> **WHAT NEEDS TO BE DONE**:
Write out the listing below exactly, and omit any images you find in it.
____
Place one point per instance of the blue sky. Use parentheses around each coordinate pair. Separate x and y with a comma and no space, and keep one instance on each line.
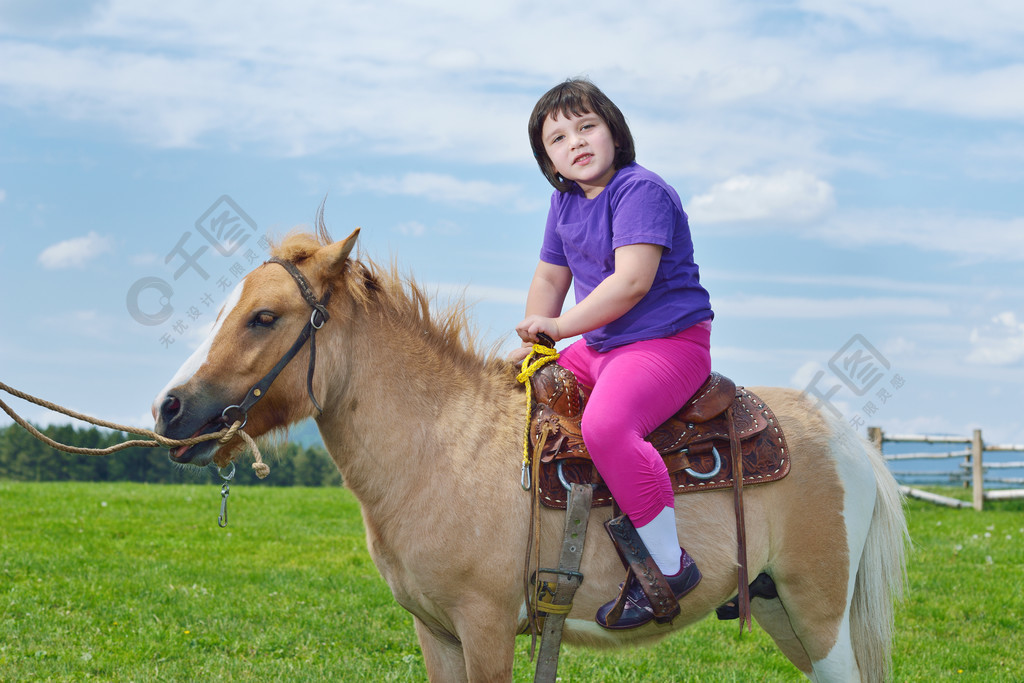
(852,170)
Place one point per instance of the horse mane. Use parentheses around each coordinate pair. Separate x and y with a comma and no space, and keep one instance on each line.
(399,299)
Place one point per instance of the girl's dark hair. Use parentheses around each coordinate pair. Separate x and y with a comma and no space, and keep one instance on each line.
(578,96)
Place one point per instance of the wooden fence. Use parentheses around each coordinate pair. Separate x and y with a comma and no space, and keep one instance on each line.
(973,471)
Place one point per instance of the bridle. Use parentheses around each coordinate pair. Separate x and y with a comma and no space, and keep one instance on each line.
(316,321)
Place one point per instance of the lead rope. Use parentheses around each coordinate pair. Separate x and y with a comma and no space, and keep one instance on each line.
(223,436)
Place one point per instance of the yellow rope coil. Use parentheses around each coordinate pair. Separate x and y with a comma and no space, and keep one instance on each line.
(544,355)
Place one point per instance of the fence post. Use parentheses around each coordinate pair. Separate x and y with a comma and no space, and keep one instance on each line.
(977,475)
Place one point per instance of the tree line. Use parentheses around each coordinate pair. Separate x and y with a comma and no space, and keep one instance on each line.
(24,458)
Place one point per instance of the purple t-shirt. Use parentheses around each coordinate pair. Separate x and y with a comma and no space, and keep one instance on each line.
(637,207)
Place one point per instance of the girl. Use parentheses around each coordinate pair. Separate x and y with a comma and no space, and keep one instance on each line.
(619,233)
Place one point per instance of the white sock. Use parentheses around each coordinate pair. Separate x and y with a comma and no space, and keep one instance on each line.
(662,540)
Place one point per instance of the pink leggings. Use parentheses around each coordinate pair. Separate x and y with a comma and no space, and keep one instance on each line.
(634,389)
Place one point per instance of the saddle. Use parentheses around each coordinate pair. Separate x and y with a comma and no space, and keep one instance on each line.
(694,442)
(720,417)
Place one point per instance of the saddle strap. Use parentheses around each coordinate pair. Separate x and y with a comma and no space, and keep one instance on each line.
(743,596)
(568,580)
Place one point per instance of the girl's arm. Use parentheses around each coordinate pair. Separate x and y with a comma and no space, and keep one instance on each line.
(636,266)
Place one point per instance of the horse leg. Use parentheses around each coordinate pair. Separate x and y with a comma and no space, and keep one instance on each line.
(483,651)
(771,615)
(442,653)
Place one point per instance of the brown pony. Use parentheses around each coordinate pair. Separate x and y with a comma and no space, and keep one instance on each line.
(427,432)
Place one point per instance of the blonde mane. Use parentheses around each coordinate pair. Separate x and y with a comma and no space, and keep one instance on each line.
(400,300)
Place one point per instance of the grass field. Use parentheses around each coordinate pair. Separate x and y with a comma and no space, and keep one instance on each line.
(137,583)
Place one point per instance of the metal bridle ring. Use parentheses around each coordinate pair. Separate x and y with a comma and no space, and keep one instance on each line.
(223,416)
(230,473)
(317,314)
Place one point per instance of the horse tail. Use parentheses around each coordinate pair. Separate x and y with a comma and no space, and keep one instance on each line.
(881,575)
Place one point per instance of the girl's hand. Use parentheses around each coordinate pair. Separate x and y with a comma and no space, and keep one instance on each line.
(531,326)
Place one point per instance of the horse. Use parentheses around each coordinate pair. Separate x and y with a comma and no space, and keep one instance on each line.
(427,431)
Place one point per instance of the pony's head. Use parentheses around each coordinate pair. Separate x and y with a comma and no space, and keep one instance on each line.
(260,327)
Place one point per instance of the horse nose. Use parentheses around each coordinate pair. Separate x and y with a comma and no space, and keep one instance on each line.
(169,409)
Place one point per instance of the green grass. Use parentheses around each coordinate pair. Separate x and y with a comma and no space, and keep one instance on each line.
(133,582)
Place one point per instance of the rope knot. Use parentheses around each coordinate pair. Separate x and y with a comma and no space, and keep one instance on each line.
(544,355)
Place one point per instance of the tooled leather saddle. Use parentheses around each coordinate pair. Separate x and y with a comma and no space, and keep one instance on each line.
(694,442)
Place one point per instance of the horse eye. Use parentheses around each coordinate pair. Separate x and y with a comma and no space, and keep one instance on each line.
(263,318)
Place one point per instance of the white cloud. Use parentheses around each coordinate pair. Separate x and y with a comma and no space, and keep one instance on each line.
(1000,343)
(787,197)
(435,79)
(827,308)
(966,236)
(75,253)
(439,187)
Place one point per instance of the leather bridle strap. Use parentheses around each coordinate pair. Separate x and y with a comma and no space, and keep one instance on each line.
(316,321)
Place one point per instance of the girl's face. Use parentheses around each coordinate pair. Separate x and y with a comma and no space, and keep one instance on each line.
(582,148)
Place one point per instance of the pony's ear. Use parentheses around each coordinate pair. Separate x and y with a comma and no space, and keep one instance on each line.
(336,255)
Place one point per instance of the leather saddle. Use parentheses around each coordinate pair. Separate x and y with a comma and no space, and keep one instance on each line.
(694,442)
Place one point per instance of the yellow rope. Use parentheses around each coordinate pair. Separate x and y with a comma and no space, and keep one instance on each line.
(544,355)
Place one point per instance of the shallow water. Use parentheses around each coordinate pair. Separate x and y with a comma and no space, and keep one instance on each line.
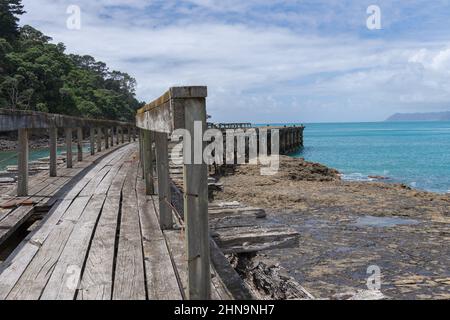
(380,222)
(8,158)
____
> **TASK ANSWER**:
Place one point per instance of the blue sky. Use parentheses around each coordinate pair. Separate x and y with a comma and no space, and keep one instance on each line.
(852,170)
Place one point per instance of the horse mane. Use parentheses around each coordinate pair. Separate x and y with a comma and no space, and keep one instance on each line.
(399,299)
Place one point per instance of the girl's dark hair. Use parentheses around each coordinate pair. Separate x and y with a comma and no space, and keep one instance on each line.
(578,96)
Place one point per instance of the wooden fence. Use parentheses around each coordinate pair. Separate x and y with a comma and no space, and keep one instance on each line.
(973,471)
Place one point per instance of the bridle. Use parentheses around each coordinate pair. Separate x and y with a comma and no space, and keep one instance on each line.
(316,321)
Place one point per instance of the lead rope. Use parentheses around each coordinate pair. Separate x and y with a comma and no space, and keep one instance on each line.
(223,436)
Place one point per instance of the yellow rope coil. Use parentheses around each coordinate pair. Separate x and y with a comma and no space, and keep one instance on each line.
(544,355)
Place one point per instance of the fence post. Use parentheses around each coordinate pair. Separate x and y with a comma and no space, and keep one instance on each line.
(977,475)
Place one point per instance of the tree line. Use parentheses around each coordinate pair. Separate x and y with a comma and no space, and keep one instance on each line.
(24,458)
Place one point per instance of the purple t-shirt. Use parentheses around each coordinate pair. Separate x and y with a comma and no space, and keep one instance on each line.
(637,207)
Place one point per instance of the girl. Use parentheses around each coordinate pair. Separate x and y with a comma and no space, and keep one instance on each line.
(619,233)
Place one point per instance of the white sock. Use parentheses around each coordinate pair. Separate x and y with a comma and no space, and keep one instance on each line.
(662,540)
Place one point per instance of the pink leggings. Use parentheses around each coordinate pair. Separate x and y with a comma and no space, and keep one instance on each line.
(634,389)
Place one point per instance of the saddle. Use parentheses around each coordinate pair. Separate x and y with a comma and no space, and keep one instance on each line.
(694,442)
(720,417)
Place one point per instance of the saddle strap. Use parentheses around each coordinate pair. Separate x and y with a comma and no space, and keep one instance on each line.
(743,596)
(568,580)
Place one point per instance of the girl's arm. Use parentheses around each coordinate pair. Separate x and y with a comma and no space, and keep one instance on each line.
(636,266)
Place one point per instance of the horse leg. Use parentheses around each coordinate pair. Separate x and y with a comma and no space, and keep one instance on each line.
(483,651)
(771,615)
(442,653)
Place one point per instance of the brown pony. Use parentheses around each coordinate pair. Separate x and y with a comma and no space, and keep one instance on each line.
(427,432)
Place one point per instance of the blonde mane. Use parentheses around each coordinate pair. Separate x and y with a comma and no space, and keep one instance on each line.
(400,300)
Place one point per instance of the grass field. Use parentheses around each coordinate pair. Separate x and y with a comma and no space, and keep one instance on each line.
(137,583)
Place one point per instance of the metal bridle ring. Use parentheses around each coordinate pair. Separate x and y with a comma and no space, and keep one instance on each line.
(223,416)
(230,473)
(317,314)
Place one point per instance of the horse tail. Use parentheses around each coordinate pair. Separate x and y with a comma and no space, and keep one instance on each line.
(881,575)
Place one point per instance of the girl's hand. Use parentheses around each coordinate pair. Separate x and y with a comma and no space, and keep one instance on each line.
(531,326)
Place one point per instance of the horse. Use parentheses around each coordinate pair. Separate x and y with a comma and no space, and keep one instance on each line.
(427,431)
Place one point per instance of the pony's head. Use parentheses around each coordinate pair. Separate x and y with a comma and no space, and keep one instance on each line.
(260,327)
Place one point per instance of the horse nose. Use parentheses around each coordinate pair. Separate x and y with a comma and no space, and keep one instance on each line.
(169,409)
Place one point per instance of the green grass. Use parentheses around each coordinate pair. Separate x and y with a comma and no space, and keep one instance on each line.
(133,582)
Place one point per instance of the rope knot. Use parentheses around each coordinate pair. Separate x and y with a comma and no space, and keep one instance on each line.
(544,355)
Place one point per instance of the tooled leather saddle. Use parentheses around each coordinate pair. Separate x and y with a comma and no space, and keep one instance on each line.
(694,442)
Place one point per instance of the horse eye. Use parentheses around each coordinate pair. Separate x and y with a comma and no space, and keep one instance on each line.
(263,318)
Place one point per instance of the white cloud. Use parentheses around each coordinate pair. Separate x and y with a comma and no space, and keep one instance on each line.
(1000,343)
(787,197)
(435,79)
(827,308)
(966,236)
(75,253)
(439,187)
Place one point per instance of the leather bridle strap. Use parentheses around each coordinate pair. Separate x and y with a comma and no space, and keep one instance on each line.
(316,321)
Place one point per instance of the girl's face. Use parentheses around each coordinate pair. Separate x and y with a comma and no space, and keep one instance on each line.
(582,148)
Place one point per instance of the pony's ear. Use parentheses around each coordinate pair. Separate x and y with a comma and no space, and keep one instance on each line.
(336,255)
Place one point per instance of the leather saddle. Use parentheses around each coordinate pair. Separate x and y with a comma and no space, and keep one instance on each line.
(694,442)
Place one point per instance of the yellow rope. Use parentheses around each coordinate pair. Separate x and y with a comma and no space, and keep one instance on each line.
(544,355)
Place one point per instance of the shallow water. Use parentheses around each coordinate pair. Separate x and y with a comma and no space, and keep one instance on each line.
(380,222)
(8,158)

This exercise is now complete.